[Problem to solve] Carry on the walkthrough of the Matlab script that splits a 4D Nifti file into 3D images, picking up right after its last sentence.

[Reading passage]
The script accepts a filename, given by the fname input parameter, of the 4D Nifti file. If fname is not specified, the script will prompt the user to select a file using spm_select(). Once the filename is specified, it will then read the 4D image data, and save it back one 3D image at a time.

Now to the code. Line 1 is simply the usual Matlab function declaration. This is followed by several lines of comments starting with the % character (lines 2 – 7). In line 9, the script checks if the function was called with an input parameter. If none was provided, it prompts the user to make a selection (line 10). It then checks if the user cancelled the operation (lines 11 – 14) and returns if true. Otherwise, it reads the header information using SPM’s spm_vol() function (line 17), loads the 4D data into img variable (line 18) using spm_read_vols(), and gets the image dimension (line 19).

[Dataset extract]
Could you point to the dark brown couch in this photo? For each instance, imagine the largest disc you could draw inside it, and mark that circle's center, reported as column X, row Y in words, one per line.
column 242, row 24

[Response area]
In lines 21 – 23, the header information is copied into the tvol variable (line 21), which will be used later to save the images. The private field of tvol is then removed (line 22) and the header description is changed (line 23) to indicate the new file generator. In line 25, the filename is split into three variables dn, fn, and ext correspoding to the directory location, the base filename, and the extension, respectively.

In lines 27 – 31 is where the 4D image data is actually split into a series of 3D image files. Note how the variable tvol is repeatedly used, changing only the fname field each time. This is because the 3D images have basically the same header information.

Note that the same function could also be used to extract only certain volumes from the 4D nifti files with a slight modification. To implement this, we need to change the function declaration in line 1 into:

function abk_4Dto3D(fname,idx)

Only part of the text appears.